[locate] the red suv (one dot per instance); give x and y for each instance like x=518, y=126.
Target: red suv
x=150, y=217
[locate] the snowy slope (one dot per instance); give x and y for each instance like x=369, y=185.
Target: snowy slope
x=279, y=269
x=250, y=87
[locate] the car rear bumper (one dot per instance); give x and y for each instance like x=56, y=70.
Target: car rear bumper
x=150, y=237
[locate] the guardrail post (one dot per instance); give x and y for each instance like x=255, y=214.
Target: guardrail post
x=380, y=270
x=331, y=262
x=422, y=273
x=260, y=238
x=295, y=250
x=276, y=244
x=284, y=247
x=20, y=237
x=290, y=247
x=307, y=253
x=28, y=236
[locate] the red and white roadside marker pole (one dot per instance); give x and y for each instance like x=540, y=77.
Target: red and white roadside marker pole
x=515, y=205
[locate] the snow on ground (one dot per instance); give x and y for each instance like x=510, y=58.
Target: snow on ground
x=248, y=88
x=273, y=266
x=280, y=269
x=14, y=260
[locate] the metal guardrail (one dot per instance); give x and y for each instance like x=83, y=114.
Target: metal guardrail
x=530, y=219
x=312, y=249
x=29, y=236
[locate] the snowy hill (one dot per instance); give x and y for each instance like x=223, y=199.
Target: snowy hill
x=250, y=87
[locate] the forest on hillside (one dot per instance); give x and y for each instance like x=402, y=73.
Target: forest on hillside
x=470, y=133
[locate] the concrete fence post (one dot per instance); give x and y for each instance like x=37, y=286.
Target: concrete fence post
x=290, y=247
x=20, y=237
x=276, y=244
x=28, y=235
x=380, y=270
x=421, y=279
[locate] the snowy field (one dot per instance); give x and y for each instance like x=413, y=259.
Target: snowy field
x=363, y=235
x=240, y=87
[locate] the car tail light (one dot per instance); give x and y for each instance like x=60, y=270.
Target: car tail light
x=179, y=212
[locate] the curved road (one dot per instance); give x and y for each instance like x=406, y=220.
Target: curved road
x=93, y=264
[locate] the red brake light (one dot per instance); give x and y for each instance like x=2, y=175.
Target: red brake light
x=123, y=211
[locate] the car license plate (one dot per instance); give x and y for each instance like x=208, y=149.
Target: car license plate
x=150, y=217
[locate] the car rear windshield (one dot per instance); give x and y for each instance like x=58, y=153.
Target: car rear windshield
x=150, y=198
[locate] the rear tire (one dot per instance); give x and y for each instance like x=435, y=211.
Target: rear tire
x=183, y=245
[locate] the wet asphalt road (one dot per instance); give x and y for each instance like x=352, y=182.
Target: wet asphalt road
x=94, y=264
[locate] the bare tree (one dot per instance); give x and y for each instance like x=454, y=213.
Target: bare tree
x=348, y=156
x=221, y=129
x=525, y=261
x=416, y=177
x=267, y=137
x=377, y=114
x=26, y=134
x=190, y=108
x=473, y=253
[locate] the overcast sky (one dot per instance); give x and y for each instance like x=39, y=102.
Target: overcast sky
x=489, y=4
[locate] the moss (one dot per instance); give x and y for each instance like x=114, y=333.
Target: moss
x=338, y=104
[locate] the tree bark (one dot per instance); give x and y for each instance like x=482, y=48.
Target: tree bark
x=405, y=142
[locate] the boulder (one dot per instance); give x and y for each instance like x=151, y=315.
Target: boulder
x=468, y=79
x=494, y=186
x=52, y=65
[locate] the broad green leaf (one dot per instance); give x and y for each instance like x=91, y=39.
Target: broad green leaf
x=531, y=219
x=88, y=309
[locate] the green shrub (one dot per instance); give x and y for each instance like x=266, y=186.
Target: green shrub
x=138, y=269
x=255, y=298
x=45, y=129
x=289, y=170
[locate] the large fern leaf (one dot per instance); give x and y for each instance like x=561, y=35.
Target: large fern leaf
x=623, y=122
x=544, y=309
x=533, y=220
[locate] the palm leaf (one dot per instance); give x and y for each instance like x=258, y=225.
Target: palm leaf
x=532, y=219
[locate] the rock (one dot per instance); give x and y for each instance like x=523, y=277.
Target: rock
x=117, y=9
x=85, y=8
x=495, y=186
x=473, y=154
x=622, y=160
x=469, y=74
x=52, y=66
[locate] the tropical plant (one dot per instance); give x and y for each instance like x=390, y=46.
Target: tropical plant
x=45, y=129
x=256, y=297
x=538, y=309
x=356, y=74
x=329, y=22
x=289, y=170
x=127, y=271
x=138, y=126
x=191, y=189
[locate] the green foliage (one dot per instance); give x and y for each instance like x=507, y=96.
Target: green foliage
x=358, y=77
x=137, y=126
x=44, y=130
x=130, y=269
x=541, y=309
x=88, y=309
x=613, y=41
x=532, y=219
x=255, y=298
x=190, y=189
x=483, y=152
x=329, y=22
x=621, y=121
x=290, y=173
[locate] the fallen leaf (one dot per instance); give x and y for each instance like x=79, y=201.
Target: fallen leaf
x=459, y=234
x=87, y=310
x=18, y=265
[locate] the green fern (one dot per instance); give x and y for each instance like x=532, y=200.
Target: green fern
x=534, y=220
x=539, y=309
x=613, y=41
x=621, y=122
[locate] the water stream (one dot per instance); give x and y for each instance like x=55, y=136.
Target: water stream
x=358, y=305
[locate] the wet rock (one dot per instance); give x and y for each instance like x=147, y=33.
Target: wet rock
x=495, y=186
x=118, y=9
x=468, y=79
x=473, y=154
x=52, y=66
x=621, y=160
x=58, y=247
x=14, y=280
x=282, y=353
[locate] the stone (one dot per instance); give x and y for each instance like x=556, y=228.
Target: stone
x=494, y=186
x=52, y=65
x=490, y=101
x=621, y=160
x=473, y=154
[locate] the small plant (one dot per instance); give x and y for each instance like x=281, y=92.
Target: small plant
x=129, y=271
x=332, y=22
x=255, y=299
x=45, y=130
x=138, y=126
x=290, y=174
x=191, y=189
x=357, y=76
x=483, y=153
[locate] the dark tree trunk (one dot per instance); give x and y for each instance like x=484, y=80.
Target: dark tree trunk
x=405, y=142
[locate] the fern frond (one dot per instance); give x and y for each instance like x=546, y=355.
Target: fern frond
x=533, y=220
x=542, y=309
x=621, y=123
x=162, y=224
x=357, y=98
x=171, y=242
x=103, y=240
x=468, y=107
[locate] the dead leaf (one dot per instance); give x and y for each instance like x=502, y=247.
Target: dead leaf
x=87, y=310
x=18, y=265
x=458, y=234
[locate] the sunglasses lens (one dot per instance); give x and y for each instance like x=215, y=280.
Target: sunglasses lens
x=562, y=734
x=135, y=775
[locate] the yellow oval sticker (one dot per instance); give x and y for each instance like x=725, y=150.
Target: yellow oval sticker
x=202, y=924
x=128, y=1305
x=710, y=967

━━━━━━━━

Written request
Repeat the items above word for word, from their very first line through the line with "x=150, y=237", both lines included.

Response
[locate] the red suv (one dot per instance); give x and y for each instance like x=518, y=126.
Target: red suv
x=150, y=217
[locate] the snowy slope (one dot per instance); give x and y for each instance like x=369, y=185.
Target: snowy slope
x=279, y=269
x=250, y=87
[locate] the car rear bumper (one dot per instance); give x and y for each instance like x=56, y=70.
Target: car rear bumper
x=150, y=237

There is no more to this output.